#### [Goal]
Return each line in the listing below that contains the string "freesia". Case counts.

[Stored entries]

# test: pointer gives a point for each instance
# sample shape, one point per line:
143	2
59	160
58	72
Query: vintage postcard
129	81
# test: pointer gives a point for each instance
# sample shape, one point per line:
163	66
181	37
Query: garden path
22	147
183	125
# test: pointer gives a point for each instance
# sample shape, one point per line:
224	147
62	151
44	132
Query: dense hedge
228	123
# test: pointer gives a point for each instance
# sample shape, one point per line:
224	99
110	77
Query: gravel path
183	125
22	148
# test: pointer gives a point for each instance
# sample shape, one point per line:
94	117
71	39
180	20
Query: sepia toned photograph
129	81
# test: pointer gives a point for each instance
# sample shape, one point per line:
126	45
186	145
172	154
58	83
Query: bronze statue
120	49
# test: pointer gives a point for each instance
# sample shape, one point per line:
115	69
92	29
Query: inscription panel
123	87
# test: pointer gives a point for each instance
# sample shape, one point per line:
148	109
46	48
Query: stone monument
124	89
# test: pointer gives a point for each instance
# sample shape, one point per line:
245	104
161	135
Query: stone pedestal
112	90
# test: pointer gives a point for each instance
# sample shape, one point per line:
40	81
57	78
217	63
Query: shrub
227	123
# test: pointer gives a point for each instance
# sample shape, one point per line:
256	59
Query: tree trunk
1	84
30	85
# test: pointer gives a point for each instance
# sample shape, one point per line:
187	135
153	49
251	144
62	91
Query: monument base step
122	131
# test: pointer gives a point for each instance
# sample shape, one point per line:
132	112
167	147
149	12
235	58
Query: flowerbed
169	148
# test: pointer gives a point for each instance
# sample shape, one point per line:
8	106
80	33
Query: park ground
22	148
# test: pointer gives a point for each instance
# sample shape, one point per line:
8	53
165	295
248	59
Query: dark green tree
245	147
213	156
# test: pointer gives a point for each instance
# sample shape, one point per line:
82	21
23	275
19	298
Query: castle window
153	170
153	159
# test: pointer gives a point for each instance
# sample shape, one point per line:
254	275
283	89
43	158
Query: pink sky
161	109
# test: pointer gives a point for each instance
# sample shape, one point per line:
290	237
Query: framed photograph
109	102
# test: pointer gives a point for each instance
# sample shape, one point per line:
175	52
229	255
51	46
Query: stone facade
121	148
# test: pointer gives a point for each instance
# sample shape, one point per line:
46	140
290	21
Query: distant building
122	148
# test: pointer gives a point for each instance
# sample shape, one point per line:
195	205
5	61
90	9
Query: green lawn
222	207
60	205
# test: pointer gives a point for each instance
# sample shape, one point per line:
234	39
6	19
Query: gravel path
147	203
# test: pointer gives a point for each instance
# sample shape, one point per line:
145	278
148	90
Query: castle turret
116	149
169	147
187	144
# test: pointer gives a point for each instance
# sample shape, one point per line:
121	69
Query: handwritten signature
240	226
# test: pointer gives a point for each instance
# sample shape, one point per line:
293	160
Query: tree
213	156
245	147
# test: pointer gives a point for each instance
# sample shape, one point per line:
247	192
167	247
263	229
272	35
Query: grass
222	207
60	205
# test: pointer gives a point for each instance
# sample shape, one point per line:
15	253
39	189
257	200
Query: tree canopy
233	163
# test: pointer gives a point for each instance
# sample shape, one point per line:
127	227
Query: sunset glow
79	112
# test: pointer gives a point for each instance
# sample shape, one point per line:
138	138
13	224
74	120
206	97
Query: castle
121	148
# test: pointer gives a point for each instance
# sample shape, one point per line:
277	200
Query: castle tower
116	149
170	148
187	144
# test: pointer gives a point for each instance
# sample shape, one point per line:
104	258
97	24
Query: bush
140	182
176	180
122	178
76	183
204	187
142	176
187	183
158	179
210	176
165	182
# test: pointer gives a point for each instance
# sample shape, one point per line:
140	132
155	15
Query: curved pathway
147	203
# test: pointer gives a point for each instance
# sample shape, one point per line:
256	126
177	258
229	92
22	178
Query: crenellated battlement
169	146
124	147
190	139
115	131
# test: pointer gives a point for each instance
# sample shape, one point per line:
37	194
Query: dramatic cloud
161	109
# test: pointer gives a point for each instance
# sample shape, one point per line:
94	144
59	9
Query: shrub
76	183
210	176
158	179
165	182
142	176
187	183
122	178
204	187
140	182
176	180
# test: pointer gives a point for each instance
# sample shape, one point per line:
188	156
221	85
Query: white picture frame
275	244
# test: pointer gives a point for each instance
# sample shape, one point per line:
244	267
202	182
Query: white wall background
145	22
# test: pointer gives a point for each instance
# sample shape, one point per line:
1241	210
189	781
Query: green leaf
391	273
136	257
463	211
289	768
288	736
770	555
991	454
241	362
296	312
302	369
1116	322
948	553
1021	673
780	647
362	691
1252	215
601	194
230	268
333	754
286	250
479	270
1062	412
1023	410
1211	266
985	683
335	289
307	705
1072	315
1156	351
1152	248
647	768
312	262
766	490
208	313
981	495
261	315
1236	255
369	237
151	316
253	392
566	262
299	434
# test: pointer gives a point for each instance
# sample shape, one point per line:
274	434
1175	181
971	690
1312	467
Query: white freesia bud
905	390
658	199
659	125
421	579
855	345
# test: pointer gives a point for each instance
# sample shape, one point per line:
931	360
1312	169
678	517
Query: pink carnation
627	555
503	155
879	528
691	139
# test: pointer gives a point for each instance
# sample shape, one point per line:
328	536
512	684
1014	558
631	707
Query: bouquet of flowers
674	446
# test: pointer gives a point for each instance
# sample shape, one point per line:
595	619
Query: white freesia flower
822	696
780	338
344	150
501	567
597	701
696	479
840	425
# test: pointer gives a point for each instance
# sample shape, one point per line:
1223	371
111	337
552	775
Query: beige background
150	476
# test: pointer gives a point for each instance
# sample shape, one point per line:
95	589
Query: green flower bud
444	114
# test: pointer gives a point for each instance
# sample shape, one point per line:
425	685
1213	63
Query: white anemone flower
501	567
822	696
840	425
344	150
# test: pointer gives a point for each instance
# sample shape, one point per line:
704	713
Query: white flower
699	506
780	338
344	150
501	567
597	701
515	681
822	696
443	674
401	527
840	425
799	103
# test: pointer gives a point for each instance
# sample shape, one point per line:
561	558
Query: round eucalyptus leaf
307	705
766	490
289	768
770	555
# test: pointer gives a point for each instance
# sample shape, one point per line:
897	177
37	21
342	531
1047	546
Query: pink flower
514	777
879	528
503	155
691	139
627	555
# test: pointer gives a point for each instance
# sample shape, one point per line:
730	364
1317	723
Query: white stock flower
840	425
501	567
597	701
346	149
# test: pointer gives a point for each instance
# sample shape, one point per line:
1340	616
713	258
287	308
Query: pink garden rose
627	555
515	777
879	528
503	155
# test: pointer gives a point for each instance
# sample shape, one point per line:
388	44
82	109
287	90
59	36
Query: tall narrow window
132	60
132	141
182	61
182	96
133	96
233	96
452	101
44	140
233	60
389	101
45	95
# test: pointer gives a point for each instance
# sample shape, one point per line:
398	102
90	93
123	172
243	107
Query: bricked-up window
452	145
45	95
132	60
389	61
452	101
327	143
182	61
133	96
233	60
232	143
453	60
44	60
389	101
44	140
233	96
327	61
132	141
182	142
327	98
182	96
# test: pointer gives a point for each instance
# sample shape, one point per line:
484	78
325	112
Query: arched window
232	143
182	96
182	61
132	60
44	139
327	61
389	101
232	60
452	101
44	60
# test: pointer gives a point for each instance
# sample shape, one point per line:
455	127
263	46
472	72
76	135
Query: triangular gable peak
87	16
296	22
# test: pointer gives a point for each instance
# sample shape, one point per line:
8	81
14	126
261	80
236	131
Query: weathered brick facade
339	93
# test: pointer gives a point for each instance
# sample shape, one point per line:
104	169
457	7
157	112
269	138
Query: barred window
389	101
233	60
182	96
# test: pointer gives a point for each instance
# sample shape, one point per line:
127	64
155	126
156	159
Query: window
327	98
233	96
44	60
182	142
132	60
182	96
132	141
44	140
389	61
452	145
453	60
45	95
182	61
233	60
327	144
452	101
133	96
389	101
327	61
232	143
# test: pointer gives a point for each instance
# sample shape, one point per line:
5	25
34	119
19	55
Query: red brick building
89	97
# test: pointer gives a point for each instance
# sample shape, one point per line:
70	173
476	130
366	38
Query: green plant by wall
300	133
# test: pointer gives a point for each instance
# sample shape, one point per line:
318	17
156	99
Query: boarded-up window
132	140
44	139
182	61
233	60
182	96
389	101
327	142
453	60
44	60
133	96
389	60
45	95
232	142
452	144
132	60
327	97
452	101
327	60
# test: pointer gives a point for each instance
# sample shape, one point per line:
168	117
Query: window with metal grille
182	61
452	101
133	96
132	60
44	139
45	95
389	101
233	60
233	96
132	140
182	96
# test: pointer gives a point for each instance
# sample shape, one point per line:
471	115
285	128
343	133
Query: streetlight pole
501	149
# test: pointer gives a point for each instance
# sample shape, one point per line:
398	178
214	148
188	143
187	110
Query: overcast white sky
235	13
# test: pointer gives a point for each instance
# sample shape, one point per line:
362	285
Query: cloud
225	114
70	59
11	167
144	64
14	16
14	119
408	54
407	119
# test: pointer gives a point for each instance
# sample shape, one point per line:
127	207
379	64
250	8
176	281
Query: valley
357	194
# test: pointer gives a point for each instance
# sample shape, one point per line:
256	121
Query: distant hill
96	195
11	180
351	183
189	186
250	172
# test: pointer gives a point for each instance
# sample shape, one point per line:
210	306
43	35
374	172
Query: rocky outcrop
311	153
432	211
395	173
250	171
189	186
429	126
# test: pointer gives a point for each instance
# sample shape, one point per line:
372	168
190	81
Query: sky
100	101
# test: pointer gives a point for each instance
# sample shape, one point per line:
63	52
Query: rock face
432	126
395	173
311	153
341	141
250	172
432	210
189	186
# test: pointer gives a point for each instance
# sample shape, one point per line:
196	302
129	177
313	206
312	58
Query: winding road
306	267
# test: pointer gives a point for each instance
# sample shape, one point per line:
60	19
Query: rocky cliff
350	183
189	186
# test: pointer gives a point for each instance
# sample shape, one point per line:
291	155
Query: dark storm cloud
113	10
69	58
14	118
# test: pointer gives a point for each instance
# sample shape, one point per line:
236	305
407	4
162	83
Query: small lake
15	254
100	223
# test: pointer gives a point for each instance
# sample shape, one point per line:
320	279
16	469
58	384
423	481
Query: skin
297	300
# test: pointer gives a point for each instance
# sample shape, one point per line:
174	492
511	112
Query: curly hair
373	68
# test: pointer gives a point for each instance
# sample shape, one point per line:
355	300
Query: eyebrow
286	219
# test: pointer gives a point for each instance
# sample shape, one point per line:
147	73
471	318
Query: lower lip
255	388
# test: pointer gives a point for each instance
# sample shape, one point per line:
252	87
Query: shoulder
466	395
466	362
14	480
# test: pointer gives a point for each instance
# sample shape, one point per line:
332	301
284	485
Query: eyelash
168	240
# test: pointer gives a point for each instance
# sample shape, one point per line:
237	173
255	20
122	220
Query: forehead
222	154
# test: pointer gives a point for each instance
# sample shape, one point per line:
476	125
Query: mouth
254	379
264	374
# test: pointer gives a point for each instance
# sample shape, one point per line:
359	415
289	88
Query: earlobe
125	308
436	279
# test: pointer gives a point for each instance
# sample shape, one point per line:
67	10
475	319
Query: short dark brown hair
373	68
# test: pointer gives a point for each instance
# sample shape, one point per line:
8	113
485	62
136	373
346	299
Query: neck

#### [Full response]
Query: white freesia bud
Query: white freesia flower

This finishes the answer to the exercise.